Quoted passage:
Most early-stage investment managers raise capital through an open-ended fund, meaning investors can enter and exit at regular intervals rather than committing to a fixed 5- or 10-year period.
The OpCo model
The OpCo founder is playing a different game entirely. The goal is enterprise value — building a business worth selling. Investors are targeting an equity multiple: put in $1 million, sell the business a few years later, walk away with $5 million.
The path to that multiple runs through origination volume. Here's how the math works: suppose a lender raises $10 million in equity and secures a $30 million credit line, for a $40 million balance sheet. How much can they originate? The answer — surprising to outsiders — is roughly $500 million per year. They do it by filling their balance sheet with loans each month and selling those loans to other investment managers. $40 million times 12 months = $480 million per year.
A business with that origination volume might generate $8 million-$10 million per year in revenue. With good margins, it can quickly be worth a multiple of the $10 million required to start it.
By contrast, a fund with the same $10 million in equity — matched by a bank line of credit — has a $20 million balance sheet. Assuming loans turn over annually, it originates roughly $20 million per year. Same starting capital, 24 times less volume. The staffing difference matches: the fund might run with a handful of professionals; the OpCo needs dozens.
OpCo businesses are also typically structured as corporations rather than funds, which suits equity-based executive incentives and a planned exit.
What this means for borrowers
Neither model is inherently better. But the incentives diverge in ways worth understanding. The fund manager is building a reputation over decades — bad loans are impossible to hide, and one messy credit cycle can end the business. The OpCo founder is building toward a sale, which can mean slightly less obsession over loan quality at the margin.
That said, plenty of fund managers aren't good fiduciaries, and plenty of OpCos are run with care. The model sets the incentives; the people determine the outcome.

Stored data:
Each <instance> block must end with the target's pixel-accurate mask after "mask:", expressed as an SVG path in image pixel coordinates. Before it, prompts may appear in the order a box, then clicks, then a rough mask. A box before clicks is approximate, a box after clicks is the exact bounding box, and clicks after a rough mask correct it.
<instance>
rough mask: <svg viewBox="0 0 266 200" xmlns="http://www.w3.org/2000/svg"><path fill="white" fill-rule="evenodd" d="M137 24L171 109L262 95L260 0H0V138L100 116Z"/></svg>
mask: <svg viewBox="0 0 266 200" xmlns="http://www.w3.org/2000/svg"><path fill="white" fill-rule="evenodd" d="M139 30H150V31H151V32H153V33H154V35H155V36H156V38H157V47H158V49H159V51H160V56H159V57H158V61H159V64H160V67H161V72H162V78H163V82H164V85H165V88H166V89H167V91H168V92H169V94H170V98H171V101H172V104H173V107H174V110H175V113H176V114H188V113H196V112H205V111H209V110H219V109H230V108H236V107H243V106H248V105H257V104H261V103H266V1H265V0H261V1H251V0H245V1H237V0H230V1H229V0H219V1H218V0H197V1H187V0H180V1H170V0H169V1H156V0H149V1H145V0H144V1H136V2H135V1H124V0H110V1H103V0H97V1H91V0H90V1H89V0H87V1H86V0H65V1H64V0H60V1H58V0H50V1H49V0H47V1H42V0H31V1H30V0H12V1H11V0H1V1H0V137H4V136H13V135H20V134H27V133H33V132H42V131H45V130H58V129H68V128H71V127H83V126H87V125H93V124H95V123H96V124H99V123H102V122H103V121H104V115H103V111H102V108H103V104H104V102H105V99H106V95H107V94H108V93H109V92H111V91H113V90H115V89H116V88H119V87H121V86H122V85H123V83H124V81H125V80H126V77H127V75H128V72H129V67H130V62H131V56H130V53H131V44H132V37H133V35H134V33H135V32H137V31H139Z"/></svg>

Try it: Please reproduce word for word the passage on lending models from "OpCo businesses are" to "at the margin.". The listing comes from a source separate from the passage on lending models.

Output for this exercise:
OpCo businesses are also typically structured as corporations rather than funds, which suits equity-based executive incentives and a planned exit.
What this means for borrowers
Neither model is inherently better. But the incentives diverge in ways worth understanding. The fund manager is building a reputation over decades — bad loans are impossible to hide, and one messy credit cycle can end the business. The OpCo founder is building toward a sale, which can mean slightly less obsession over loan quality at the margin.